■ TEXT ■
From: Technotranscendence (neptune@mars.superlink.net)
Date: Mon Jul 16 2001 - 08:31:20 MDT
On Monday, July 16, 2001 12:19 AM Anders Sandberg asa@nada.kth.se wrote:
> Hmm, is the most efficient form of the mass of a globular cluster
> M-brains, or would it be quark matter brains (assuming them possible)? I
> don't have the time to do the calculations today, but I guess it would
> be the later. So then you would merely want to use the 10% dark stuff to
> bootstrap a cluster collapse process with all the necessary
> infrastructure to convert the stars into quark matter and energy
> production black holes.
>
> On the other hand, no such events are visible in the past light cone (it
> would be rather obvious, I think, if a cluster collapsed very suddenly
> in a fairly regular fashion into a quasar-like very small object). This
> seems to suggest a kind of Fermi argument against my Ouranos quark
> brain...
Although it kind of makes for an unprovable assertion, isn't there a
possibility of stealth here? Would Jupiter brains or your Ouranos quark
brains want to call attention to themselves?

■ WORK TO COMPLETE ■
Answer these questions about the email.
1. On what date was the email sent?
2. What share of the cluster's mass does the quoted passage propose using to bootstrap the collapse process?
3. What possibility does the reply raise about why no such events are seen?

■ Image location labeling entries ■
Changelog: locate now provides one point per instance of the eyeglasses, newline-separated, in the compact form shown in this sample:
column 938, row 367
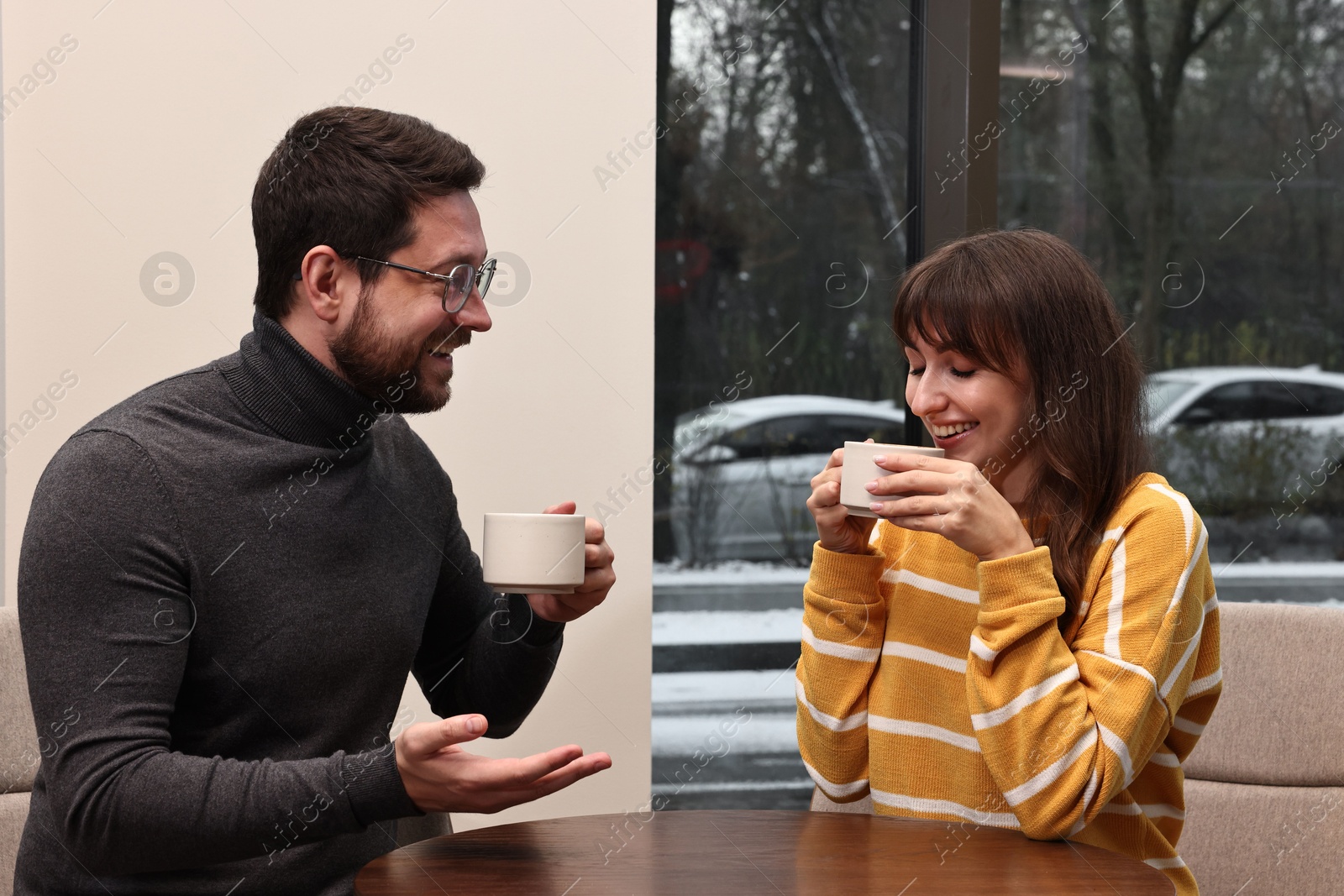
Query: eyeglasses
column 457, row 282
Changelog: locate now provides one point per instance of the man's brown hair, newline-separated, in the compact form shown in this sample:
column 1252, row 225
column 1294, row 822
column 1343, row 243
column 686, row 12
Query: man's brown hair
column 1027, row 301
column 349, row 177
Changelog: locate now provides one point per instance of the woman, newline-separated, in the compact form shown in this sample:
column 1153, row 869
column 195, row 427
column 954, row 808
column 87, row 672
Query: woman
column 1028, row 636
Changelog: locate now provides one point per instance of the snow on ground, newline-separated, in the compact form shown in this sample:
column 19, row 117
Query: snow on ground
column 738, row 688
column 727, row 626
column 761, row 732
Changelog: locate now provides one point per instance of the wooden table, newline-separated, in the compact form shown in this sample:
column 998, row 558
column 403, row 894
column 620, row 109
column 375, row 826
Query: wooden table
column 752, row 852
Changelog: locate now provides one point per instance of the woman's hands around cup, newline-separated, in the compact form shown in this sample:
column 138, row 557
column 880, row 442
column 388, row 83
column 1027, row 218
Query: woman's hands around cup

■ ANSWER FOR THE TASK ■
1. Monday, July 16, 2001.
2. The 10% dark stuff.
3. Stealth.